*Assignment*.
For the data below, please report each line where the word "instance" is found.

Extracted entries Start Marker

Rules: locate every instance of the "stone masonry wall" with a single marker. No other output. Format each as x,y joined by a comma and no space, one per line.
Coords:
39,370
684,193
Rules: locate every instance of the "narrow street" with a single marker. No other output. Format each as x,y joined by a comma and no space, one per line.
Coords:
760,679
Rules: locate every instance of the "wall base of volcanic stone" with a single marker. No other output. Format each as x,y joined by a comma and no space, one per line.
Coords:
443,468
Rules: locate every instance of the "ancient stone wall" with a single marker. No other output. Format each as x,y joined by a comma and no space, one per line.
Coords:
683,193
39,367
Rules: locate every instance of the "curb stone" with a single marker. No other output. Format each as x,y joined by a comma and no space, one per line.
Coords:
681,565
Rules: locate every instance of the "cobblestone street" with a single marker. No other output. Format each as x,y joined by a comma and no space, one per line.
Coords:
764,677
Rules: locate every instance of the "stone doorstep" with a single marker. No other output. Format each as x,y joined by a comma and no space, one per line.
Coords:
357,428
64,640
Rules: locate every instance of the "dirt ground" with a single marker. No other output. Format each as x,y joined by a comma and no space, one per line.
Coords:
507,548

Extracted entries End Marker

*Result of this task*.
Rules: locate every instance of the "stone masonry wall" with a single marker. No other output. Format each as x,y joined by a comma and no space, one per line.
Rules: locate every instance of the "narrow street" with a single marker. No other output. Format each as x,y joined by a comma and no space, one per line.
Rules: locate every instance of the "wall base of volcanic stone" with a single marker. No other output. Format each as x,y joined by a comma and no space, one per line.
Rules: locate every instance of the "ancient stone wall" with a single marker. No other output. Format each as x,y joined by a comma and no space, one per line.
Rules: locate every instance of the "curb stone" with a single marker. No other output. Format each as x,y joined by a comma and no space, one per line.
Rules: locate every instance of the "cobblestone street" with a single marker. No other output. Format each as x,y joined by a comma and no space, one per line.
Rules: locate every instance of the "stone doorstep" with a single marker. No other output. Format each as x,y joined by a comma and no space, one per line.
Rules: locate every instance of the "dirt ground" with a single marker. No other output. Format each as x,y joined by a comma and no space, one per line.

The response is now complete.